Directions —
Show every line of the items below that contains the word "handle".

○ ○ ○ ○ ○ ○ ○

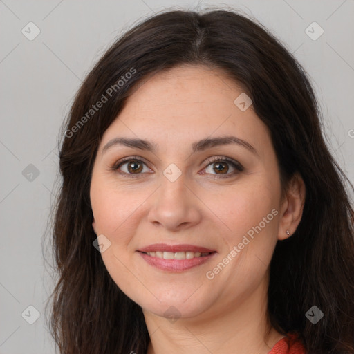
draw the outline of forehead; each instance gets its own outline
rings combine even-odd
[[[267,127],[252,106],[243,111],[235,104],[241,94],[241,86],[220,69],[187,65],[159,72],[128,98],[102,144],[117,135],[148,136],[158,145],[178,148],[184,142],[189,145],[192,140],[225,134],[251,144],[269,143]]]

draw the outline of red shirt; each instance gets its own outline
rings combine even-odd
[[[268,354],[306,354],[306,351],[297,335],[288,333],[287,337],[275,343]]]

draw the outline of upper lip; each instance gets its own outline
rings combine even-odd
[[[167,245],[167,243],[154,243],[143,248],[138,250],[140,252],[200,252],[206,253],[216,252],[215,250],[210,250],[205,247],[196,246],[194,245]]]

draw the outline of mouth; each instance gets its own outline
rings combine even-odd
[[[215,251],[213,252],[193,252],[193,251],[182,251],[182,252],[161,252],[161,251],[152,251],[152,252],[143,252],[142,253],[145,253],[151,257],[156,257],[162,259],[192,259],[193,258],[200,258],[205,257],[212,254],[212,253],[216,253]]]
[[[150,266],[162,270],[182,272],[208,261],[217,254],[209,248],[192,245],[150,245],[138,252]]]

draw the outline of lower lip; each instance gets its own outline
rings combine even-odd
[[[151,266],[158,269],[169,271],[180,271],[190,269],[207,262],[216,252],[211,253],[207,256],[192,258],[192,259],[165,259],[163,258],[153,257],[146,253],[139,252],[141,257]]]

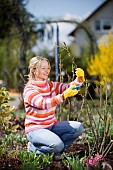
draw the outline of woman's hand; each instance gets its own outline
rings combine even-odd
[[[85,81],[84,71],[81,68],[77,68],[75,73],[76,73],[78,82],[83,83]]]
[[[66,89],[66,90],[63,92],[64,99],[66,99],[66,98],[68,98],[68,97],[73,97],[73,96],[75,96],[78,92],[79,92],[79,90],[76,90],[76,89],[75,89],[75,85],[72,85],[71,87],[69,87],[68,89]]]

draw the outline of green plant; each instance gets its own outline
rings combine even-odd
[[[15,109],[10,107],[9,101],[9,92],[2,87],[0,89],[0,131],[5,134],[9,134],[17,128],[17,126],[12,126],[10,121]]]
[[[27,151],[19,151],[18,157],[22,161],[20,170],[41,170],[53,160],[53,154],[47,156],[44,154],[36,155]]]

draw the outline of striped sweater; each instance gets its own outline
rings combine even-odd
[[[62,92],[70,84],[49,81],[29,81],[23,92],[25,106],[25,133],[55,124],[55,109],[63,102]]]

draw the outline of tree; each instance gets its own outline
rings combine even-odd
[[[109,34],[99,45],[99,51],[88,62],[90,76],[98,77],[102,85],[113,81],[113,34]]]

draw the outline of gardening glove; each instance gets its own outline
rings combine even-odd
[[[77,68],[75,73],[78,78],[78,81],[83,83],[85,81],[84,71],[81,68]]]
[[[66,99],[67,97],[73,97],[73,96],[75,96],[78,92],[79,92],[79,90],[75,89],[75,85],[72,85],[71,87],[69,87],[68,89],[66,89],[66,90],[63,92],[64,99]]]

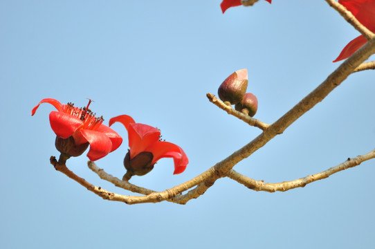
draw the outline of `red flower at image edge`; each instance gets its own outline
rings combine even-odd
[[[91,100],[86,107],[79,109],[73,104],[62,104],[55,99],[45,98],[33,109],[31,116],[35,113],[40,104],[48,103],[54,106],[57,111],[51,111],[49,119],[51,127],[57,136],[56,147],[58,147],[59,138],[73,138],[73,146],[75,148],[79,148],[85,144],[87,145],[83,146],[82,149],[80,149],[77,153],[77,150],[70,150],[73,152],[67,153],[68,156],[80,156],[89,144],[90,150],[87,157],[94,161],[118,148],[122,142],[122,138],[112,129],[102,124],[104,120],[102,117],[95,117],[88,109],[90,102]],[[60,142],[61,140],[60,140]],[[62,153],[60,149],[59,151]]]
[[[372,32],[375,32],[375,0],[339,0],[338,2],[350,11],[363,26]],[[342,49],[333,62],[348,58],[366,42],[367,40],[363,35],[355,38]]]
[[[121,115],[111,118],[109,126],[116,122],[122,123],[128,132],[129,147],[130,149],[128,152],[129,155],[127,154],[125,160],[127,160],[127,156],[129,156],[128,160],[131,162],[132,160],[136,158],[137,156],[142,157],[142,154],[152,154],[149,158],[149,160],[147,162],[151,169],[145,172],[145,171],[140,171],[140,174],[135,172],[134,174],[140,176],[148,173],[152,169],[154,165],[163,158],[173,158],[174,163],[174,174],[180,174],[185,171],[186,165],[189,163],[188,156],[179,146],[172,142],[161,141],[160,130],[147,124],[136,123],[134,120],[127,115]],[[145,159],[145,157],[143,157],[143,158]],[[125,167],[127,167],[125,162],[124,163]],[[136,166],[136,167],[137,167]],[[143,165],[140,165],[138,167],[143,167]],[[127,168],[127,169],[128,169]]]
[[[266,1],[271,3],[272,0]],[[239,6],[240,5],[242,5],[242,3],[241,3],[241,0],[223,0],[220,4],[220,7],[221,8],[221,11],[223,11],[223,14],[229,8]]]

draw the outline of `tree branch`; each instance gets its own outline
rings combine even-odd
[[[234,169],[231,169],[228,172],[227,176],[253,190],[265,191],[268,192],[275,192],[276,191],[285,192],[296,187],[304,187],[309,183],[326,178],[335,173],[358,166],[361,163],[374,158],[375,158],[375,150],[364,155],[358,156],[354,158],[348,158],[345,162],[324,170],[324,172],[294,181],[279,183],[264,183],[263,181],[254,180],[238,173]]]
[[[316,104],[322,101],[336,86],[340,85],[363,61],[375,53],[375,38],[369,41],[361,48],[345,60],[314,91],[303,98],[298,104],[289,110],[285,115],[270,125],[259,136],[248,144],[235,151],[230,156],[217,163],[213,169],[212,174],[206,174],[203,183],[199,184],[194,189],[190,190],[190,194],[197,198],[199,193],[204,192],[212,185],[216,180],[226,175],[237,163],[250,156],[258,149],[262,147],[276,135],[282,133],[289,125],[300,116],[313,108]]]
[[[362,25],[358,20],[351,14],[350,11],[347,10],[342,5],[336,2],[334,0],[325,0],[325,1],[337,12],[341,15],[342,17],[349,23],[355,29],[362,34],[367,40],[373,38],[375,35],[371,32],[367,28]]]
[[[354,73],[370,69],[375,70],[375,61],[361,64],[354,69]]]
[[[208,98],[210,102],[214,104],[217,107],[218,107],[221,109],[226,111],[228,114],[232,115],[235,117],[239,118],[242,121],[248,123],[248,124],[251,126],[258,127],[262,130],[265,130],[270,126],[269,124],[266,124],[260,120],[258,120],[256,118],[252,118],[249,116],[248,115],[245,115],[240,111],[235,110],[232,107],[232,106],[224,104],[224,102],[219,100],[213,94],[207,93],[207,98]]]
[[[101,179],[109,181],[113,183],[116,187],[121,187],[124,190],[129,190],[134,193],[138,193],[145,195],[150,194],[152,193],[157,193],[156,191],[138,187],[136,185],[130,183],[129,181],[120,180],[117,177],[114,177],[113,176],[107,173],[103,169],[100,169],[100,167],[98,167],[94,162],[87,162],[87,166],[94,173],[98,174],[98,176],[99,176]],[[173,202],[177,204],[185,204],[186,203],[185,202],[185,198],[184,198],[184,196],[183,196],[181,194],[177,194],[175,197],[170,199],[166,199],[166,201]]]

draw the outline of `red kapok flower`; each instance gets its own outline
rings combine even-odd
[[[271,3],[272,0],[266,1]],[[239,6],[240,5],[242,5],[242,3],[241,3],[241,0],[223,0],[220,4],[220,7],[221,8],[221,11],[223,11],[223,14],[226,10],[230,7]]]
[[[163,158],[173,158],[174,172],[185,171],[189,163],[183,150],[172,142],[161,141],[161,132],[147,124],[136,123],[127,115],[120,115],[109,120],[109,126],[120,122],[127,130],[129,151],[124,159],[127,172],[124,178],[129,180],[133,175],[143,176],[149,172],[155,163]]]
[[[338,2],[350,11],[359,22],[372,32],[375,32],[375,0],[339,0]],[[348,58],[366,42],[367,40],[363,35],[351,40],[333,62]]]
[[[86,107],[79,109],[71,103],[62,104],[53,98],[46,98],[31,111],[33,116],[42,103],[51,104],[57,109],[51,112],[50,124],[57,136],[56,148],[66,159],[81,155],[89,144],[87,156],[94,161],[114,151],[122,142],[115,131],[102,124],[102,117],[95,118],[89,109],[91,102],[89,100]]]

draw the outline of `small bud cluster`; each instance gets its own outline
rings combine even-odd
[[[219,98],[228,104],[235,104],[235,109],[250,117],[258,109],[258,100],[255,95],[246,93],[248,71],[237,70],[229,75],[219,87]]]

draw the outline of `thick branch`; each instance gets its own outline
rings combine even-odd
[[[240,111],[235,110],[231,106],[224,104],[224,102],[219,100],[213,94],[207,93],[207,98],[208,98],[208,100],[212,103],[214,104],[217,107],[218,107],[221,109],[226,111],[228,114],[232,115],[235,117],[239,118],[242,121],[244,121],[245,122],[249,124],[251,126],[258,127],[262,130],[265,130],[266,129],[267,129],[268,127],[270,126],[269,124],[266,124],[260,120],[258,120],[256,118],[251,118],[248,115],[245,115]]]
[[[338,11],[348,23],[349,23],[355,29],[359,31],[359,33],[366,37],[367,39],[369,40],[375,36],[375,35],[367,28],[362,25],[362,24],[357,20],[353,14],[347,10],[347,8],[342,5],[334,0],[325,0],[325,1],[327,2],[331,7]]]
[[[345,61],[320,86],[278,120],[270,125],[262,134],[222,161],[217,163],[213,167],[214,174],[207,175],[209,178],[205,181],[204,183],[206,184],[203,184],[203,183],[199,184],[189,192],[190,194],[194,196],[194,198],[197,198],[199,193],[204,193],[216,180],[224,176],[234,165],[262,147],[276,135],[282,133],[294,121],[322,101],[331,91],[340,85],[360,63],[367,59],[374,53],[375,53],[375,39],[369,41]],[[208,169],[208,171],[212,170],[212,167]]]
[[[322,180],[329,176],[353,167],[359,165],[361,163],[375,158],[375,150],[373,150],[363,156],[358,156],[354,158],[348,158],[345,162],[335,167],[329,168],[324,172],[307,176],[294,181],[289,181],[280,183],[264,183],[263,181],[256,181],[245,176],[234,169],[231,169],[228,177],[233,179],[246,187],[255,191],[266,191],[274,192],[276,191],[285,192],[296,187],[304,187],[309,183]]]
[[[370,69],[375,70],[375,61],[361,64],[354,69],[354,72]]]

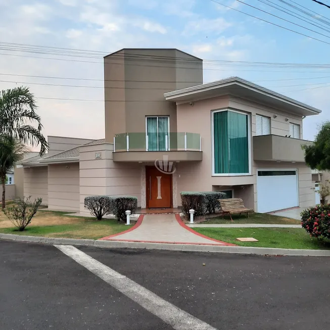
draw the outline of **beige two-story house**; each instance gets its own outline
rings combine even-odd
[[[175,49],[122,50],[104,71],[105,139],[23,163],[25,195],[42,181],[50,209],[81,212],[91,195],[176,208],[182,191],[225,192],[259,212],[315,204],[301,145],[320,110],[238,77],[203,84],[202,60]]]

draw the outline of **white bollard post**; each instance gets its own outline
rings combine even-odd
[[[126,225],[128,224],[130,224],[129,222],[129,216],[131,214],[131,211],[125,211],[125,213],[126,214]]]
[[[194,214],[195,213],[195,210],[189,210],[189,213],[190,214],[190,223],[194,223]]]

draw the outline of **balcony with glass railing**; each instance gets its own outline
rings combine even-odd
[[[114,161],[150,162],[160,154],[174,161],[202,160],[201,139],[197,133],[122,133],[115,136],[113,143]]]

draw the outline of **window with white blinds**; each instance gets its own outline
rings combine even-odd
[[[256,134],[267,135],[270,134],[270,118],[256,115]]]
[[[300,125],[290,123],[290,136],[294,138],[300,138]]]

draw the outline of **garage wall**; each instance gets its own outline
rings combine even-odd
[[[48,169],[47,166],[24,168],[24,197],[41,198],[42,205],[48,205]]]
[[[0,199],[3,197],[3,186],[0,184]],[[15,184],[6,184],[6,200],[9,201],[13,200],[16,196],[15,196]]]
[[[314,186],[314,183],[312,181],[312,171],[305,164],[303,163],[293,164],[292,163],[284,162],[281,163],[255,162],[255,166],[253,167],[253,175],[255,177],[256,182],[254,187],[255,210],[258,209],[257,170],[260,168],[298,169],[299,206],[307,207],[315,205],[315,193],[311,189]],[[271,187],[269,188],[271,188]]]
[[[47,137],[49,145],[49,156],[52,156],[62,151],[68,150],[93,141],[93,140],[89,138],[77,138],[75,137],[67,137],[66,136],[49,135]]]
[[[80,147],[80,212],[86,212],[84,200],[90,196],[136,196],[138,206],[141,206],[142,165],[115,163],[113,151],[112,144]],[[96,153],[101,154],[101,158],[96,159]]]
[[[48,166],[48,208],[51,210],[79,209],[78,163]]]

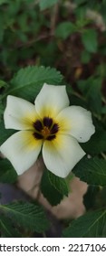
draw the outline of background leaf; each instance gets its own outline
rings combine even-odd
[[[55,36],[66,39],[70,35],[76,32],[74,24],[70,21],[64,21],[59,24],[55,29]]]
[[[56,3],[58,3],[59,0],[40,0],[39,5],[41,11],[50,8],[53,5],[54,5]]]
[[[95,53],[98,48],[97,32],[95,29],[88,28],[82,34],[82,41],[85,49]]]
[[[49,221],[41,206],[27,202],[15,202],[1,205],[0,209],[18,228],[43,232],[49,227]]]
[[[51,183],[50,174],[48,170],[43,172],[42,182],[41,182],[41,190],[43,194],[43,197],[50,202],[51,205],[55,206],[61,202],[63,198],[63,195],[57,189],[57,184],[54,182]],[[52,176],[51,176],[52,178]]]
[[[88,212],[73,220],[63,230],[65,238],[102,238],[106,237],[106,210]]]
[[[51,172],[48,172],[51,185],[53,186],[63,196],[68,197],[68,187],[64,178],[59,177]]]
[[[34,101],[44,82],[60,84],[62,80],[63,76],[55,69],[29,66],[15,74],[6,95],[11,94]]]
[[[14,227],[10,219],[0,214],[0,232],[3,238],[19,238],[21,234]]]
[[[106,160],[84,157],[75,165],[72,172],[89,185],[106,186]]]
[[[11,163],[7,159],[0,161],[0,182],[14,183],[17,179],[17,174]]]

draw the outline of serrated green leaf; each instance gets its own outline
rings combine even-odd
[[[0,233],[2,238],[19,238],[21,237],[19,231],[13,227],[10,219],[0,214]]]
[[[72,172],[89,185],[106,186],[106,160],[84,157],[75,165]]]
[[[63,197],[63,195],[51,184],[48,170],[43,172],[41,181],[41,191],[52,206],[59,204]]]
[[[14,183],[17,179],[17,174],[7,159],[0,161],[0,182]]]
[[[82,34],[82,41],[85,49],[95,53],[98,49],[97,32],[92,28],[88,28]]]
[[[47,8],[52,7],[56,3],[58,3],[59,0],[40,0],[39,5],[41,11],[45,10]]]
[[[101,238],[106,237],[104,228],[106,223],[106,210],[88,212],[84,216],[73,220],[64,229],[65,238]]]
[[[74,24],[70,21],[64,21],[59,24],[55,29],[55,36],[66,39],[70,35],[76,32]]]
[[[27,202],[16,202],[1,205],[0,209],[5,216],[11,219],[17,227],[26,230],[43,232],[49,227],[49,222],[41,206]]]
[[[48,172],[49,180],[51,185],[59,191],[63,196],[68,197],[68,187],[64,178],[54,176],[53,173]]]
[[[11,94],[34,101],[44,82],[56,85],[62,80],[62,74],[55,69],[29,66],[20,69],[13,78],[6,95]]]

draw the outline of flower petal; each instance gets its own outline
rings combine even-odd
[[[72,135],[78,142],[87,142],[95,133],[91,112],[82,107],[68,107],[63,110],[56,119],[60,123],[60,131]]]
[[[29,101],[9,95],[4,118],[5,128],[27,130],[33,128],[33,123],[38,115],[35,107]]]
[[[65,177],[85,155],[76,139],[58,134],[53,141],[45,141],[43,146],[44,164],[54,175]]]
[[[0,149],[21,175],[36,161],[41,146],[42,141],[35,140],[32,132],[21,131],[7,139]]]
[[[55,117],[60,111],[69,106],[65,86],[44,83],[34,103],[41,118],[43,116]]]

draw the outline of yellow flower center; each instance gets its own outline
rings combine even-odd
[[[44,126],[43,129],[41,131],[41,133],[43,136],[43,138],[46,139],[50,135],[51,132],[48,127]]]
[[[58,123],[55,123],[50,117],[43,117],[42,121],[36,120],[34,123],[34,136],[37,140],[52,141],[55,139],[56,133],[59,131]]]

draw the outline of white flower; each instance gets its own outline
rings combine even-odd
[[[95,132],[90,112],[69,106],[65,86],[44,83],[34,105],[9,95],[4,118],[6,129],[20,130],[1,145],[18,175],[42,150],[47,169],[65,177],[85,155],[78,142],[87,142]]]

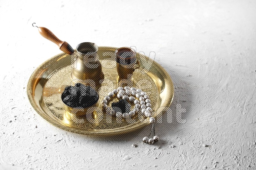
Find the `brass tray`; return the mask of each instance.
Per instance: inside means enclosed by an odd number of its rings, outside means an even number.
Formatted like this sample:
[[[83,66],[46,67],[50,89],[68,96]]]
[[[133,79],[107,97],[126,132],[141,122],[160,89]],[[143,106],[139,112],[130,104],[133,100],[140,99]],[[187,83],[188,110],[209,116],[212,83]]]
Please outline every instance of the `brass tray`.
[[[99,47],[98,53],[100,62],[101,63],[105,58],[109,58],[109,56],[103,56],[103,53],[114,52],[117,48]],[[138,53],[137,54],[137,59],[139,60],[140,54]],[[137,115],[133,118],[136,121],[134,123],[129,123],[125,120],[122,120],[121,123],[117,123],[114,116],[111,123],[107,123],[104,111],[103,119],[95,123],[91,123],[85,118],[79,119],[79,122],[73,121],[70,113],[65,110],[60,97],[65,87],[70,85],[72,81],[71,74],[72,68],[70,65],[70,56],[62,53],[53,57],[38,67],[29,79],[27,88],[28,100],[41,117],[49,123],[62,129],[89,135],[104,136],[123,134],[148,124],[141,122]],[[133,87],[138,88],[136,83],[140,80],[148,80],[152,87],[149,89],[147,88],[148,91],[150,90],[151,92],[149,96],[152,108],[155,112],[160,107],[169,107],[174,94],[173,84],[169,75],[155,61],[153,62],[147,74],[143,74],[141,71],[144,67],[140,61],[140,68],[136,69],[133,73]],[[117,75],[116,68],[106,68],[102,67],[102,69],[105,79],[112,80],[114,82],[114,88],[116,88],[116,83],[115,83]],[[100,108],[101,108],[101,101],[104,97],[100,95],[99,101],[96,104]],[[153,116],[155,118],[156,114],[154,114]]]

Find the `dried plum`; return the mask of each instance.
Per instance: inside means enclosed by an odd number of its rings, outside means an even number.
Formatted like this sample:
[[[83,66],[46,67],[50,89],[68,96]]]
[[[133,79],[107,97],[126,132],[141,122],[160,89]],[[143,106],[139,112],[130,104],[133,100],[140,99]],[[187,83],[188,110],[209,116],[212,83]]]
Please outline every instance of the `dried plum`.
[[[72,107],[89,107],[99,100],[99,94],[90,86],[78,83],[74,86],[67,86],[61,95],[61,100]]]
[[[111,107],[116,112],[122,113],[128,113],[131,109],[131,105],[125,100],[120,99],[118,102],[112,103]]]

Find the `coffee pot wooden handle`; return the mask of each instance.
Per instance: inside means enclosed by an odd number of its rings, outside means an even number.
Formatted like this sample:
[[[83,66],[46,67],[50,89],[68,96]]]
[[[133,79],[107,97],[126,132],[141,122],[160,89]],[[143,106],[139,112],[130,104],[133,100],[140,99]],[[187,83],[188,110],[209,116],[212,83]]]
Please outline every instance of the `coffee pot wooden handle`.
[[[70,55],[74,53],[74,49],[68,43],[59,39],[47,28],[44,27],[38,27],[38,31],[41,35],[57,44],[60,49],[64,53]]]

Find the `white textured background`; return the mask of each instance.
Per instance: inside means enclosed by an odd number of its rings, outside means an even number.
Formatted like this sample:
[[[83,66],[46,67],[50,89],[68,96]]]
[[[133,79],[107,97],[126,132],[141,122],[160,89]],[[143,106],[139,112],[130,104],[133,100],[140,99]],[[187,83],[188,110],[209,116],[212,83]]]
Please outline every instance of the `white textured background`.
[[[255,1],[0,1],[0,169],[256,169]],[[148,126],[117,140],[49,124],[26,86],[61,52],[33,22],[74,48],[88,41],[155,52],[174,82],[171,108],[181,104],[187,122],[165,117],[153,145],[141,142]]]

○ ○ ○ ○ ○ ○ ○

Expected answer —
Find the `coffee pot wooden handle`; return the mask of each instance.
Please outline every instance of the `coffee pot wooden handle`.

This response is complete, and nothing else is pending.